(READING PASSAGE)
⁂

The Stress Neurobiology Research Program seeks to define the neural substrates that promote resilience to the detrimental/pathological effects of stressful life events. Activation of neural, endocrine, and behavioral responses to stress is necessary for survival. However, with repeated exposure to stress, activation of these responses becomes maladaptive and drives the etiology or progression of affective disorders and anxiety disorders including PTSD.

Thus, one branch of the research program focuses on defining the neural substrates that permit adaptation to repeated stress. However, only some stressed individuals are vulnerable to developing stress-related illness while others are resilient. The second branch of the Stress Neurobiology Research Program involves investigating the factors that contribute to vulnerability in certain individuals and resilience in others. The researchers are also intensively engaged in collaborations with clinicians to translate findings from animal models into human subjects undergoing various types of challenges.

The overarching goals of our research program are to:

  • Define the neural circuits that promote resilience to the effects of stress across the lifespan
  • Promote the training and development of researchers in stress neurobiology
  • Serve as a resource for information and technical assistance to researchers interested in the effects of stress as part of their research program
  • Foster collaboration with clinical researchers in order to translate the preclinical data into human populations

Project Highlights

  • Examining inflammatory processes and vascular remodeling in limbic structures as substrates for vulnerability or resilience to stress between males and females and across the lifespan
  • Investigating the role of orexins/hypocretins in sex differences in adaptations to repeated stress
  • Examining network activity in limbic regions important for habituation to stress and coherence in activity across these regions in freely moving animals
  • Investigating molecular and network mechanisms underlying habituation to repeated stress in the paraventricular thalamic nucleus (PVT)
  • Examining biomarkers of resilience and vulnerability in human populations undergoing stress (sleep loss or combat exposure)
Leader
Seema Bhatnagar

Seema Bhatnagar, PhD

Investigator
Dr. Bhatnagar's research aims to further the understanding of the neural basis of individual differences in response to stressful experiences. This includes identifying neural substrates that produce resiliency or vulnerability to the effects of stress and determining treatments to mitigate vulnerability and to promote resiliency through both preclinical and translational studies.

⁂

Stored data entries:

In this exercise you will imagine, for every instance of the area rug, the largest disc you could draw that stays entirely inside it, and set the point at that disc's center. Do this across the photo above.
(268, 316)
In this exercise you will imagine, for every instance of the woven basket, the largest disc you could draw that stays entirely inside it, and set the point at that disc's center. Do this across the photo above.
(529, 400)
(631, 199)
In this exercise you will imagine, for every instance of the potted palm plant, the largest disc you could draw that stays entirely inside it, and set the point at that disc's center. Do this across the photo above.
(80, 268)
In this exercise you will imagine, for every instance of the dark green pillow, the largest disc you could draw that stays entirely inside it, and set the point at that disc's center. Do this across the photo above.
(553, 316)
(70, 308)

⁂

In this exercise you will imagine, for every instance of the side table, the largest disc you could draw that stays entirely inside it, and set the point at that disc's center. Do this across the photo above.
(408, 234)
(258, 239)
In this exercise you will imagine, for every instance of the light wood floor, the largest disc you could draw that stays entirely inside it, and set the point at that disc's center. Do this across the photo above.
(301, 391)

⁂

(WHAT NEEDS TO BE DONE) Reproduce the part of the stress neurobiology passage that begins at the words "Project Highlights" and stops after "or combat exposure)". The lines above play no part in the work that comes next.

(SOLUTION BELOW)
Project Highlights

  • Examining inflammatory processes and vascular remodeling in limbic structures as substrates for vulnerability or resilience to stress between males and females and across the lifespan
  • Investigating the role of orexins/hypocretins in sex differences in adaptations to repeated stress
  • Examining network activity in limbic regions important for habituation to stress and coherence in activity across these regions in freely moving animals
  • Investigating molecular and network mechanisms underlying habituation to repeated stress in the paraventricular thalamic nucleus (PVT)
  • Examining biomarkers of resilience and vulnerability in human populations undergoing stress (sleep loss or combat exposure)